=== Data entries ===

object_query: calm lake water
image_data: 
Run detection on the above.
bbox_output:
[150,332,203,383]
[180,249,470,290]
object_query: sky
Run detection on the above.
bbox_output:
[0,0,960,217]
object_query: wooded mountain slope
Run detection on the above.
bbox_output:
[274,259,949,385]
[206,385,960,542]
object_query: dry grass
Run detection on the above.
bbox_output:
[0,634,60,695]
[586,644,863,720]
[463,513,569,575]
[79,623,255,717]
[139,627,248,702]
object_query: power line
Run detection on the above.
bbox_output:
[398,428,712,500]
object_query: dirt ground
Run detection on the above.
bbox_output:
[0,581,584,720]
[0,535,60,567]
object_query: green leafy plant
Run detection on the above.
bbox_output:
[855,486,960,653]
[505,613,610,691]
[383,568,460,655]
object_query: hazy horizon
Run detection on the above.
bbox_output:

===

Reproduce all of the entries above line for line, changing nothing.

object_query: calm lake water
image_data: 
Run detection on the above.
bbox_output:
[150,332,203,383]
[180,249,470,290]
object_query: sky
Run detection on the above.
bbox_output:
[0,0,960,217]
object_query: wooded mountain slope
Run detection on the above.
bbox_output:
[274,259,949,385]
[206,385,960,542]
object_query: dry grass
Run detection on the above.
bbox_output:
[0,634,60,695]
[586,644,863,720]
[463,513,569,575]
[79,623,255,717]
[139,627,248,702]
object_query: power line
Run detection on the above.
bbox_output:
[398,428,712,500]
object_query: dirt ground
Run detection on the above.
bbox_output:
[0,581,584,720]
[0,535,60,567]
object_query: green leafy plant
Run detection on the above.
bbox_output:
[855,486,960,653]
[505,613,610,691]
[383,568,460,655]
object_query: hazy horizon
Run detection on the above.
bbox_output:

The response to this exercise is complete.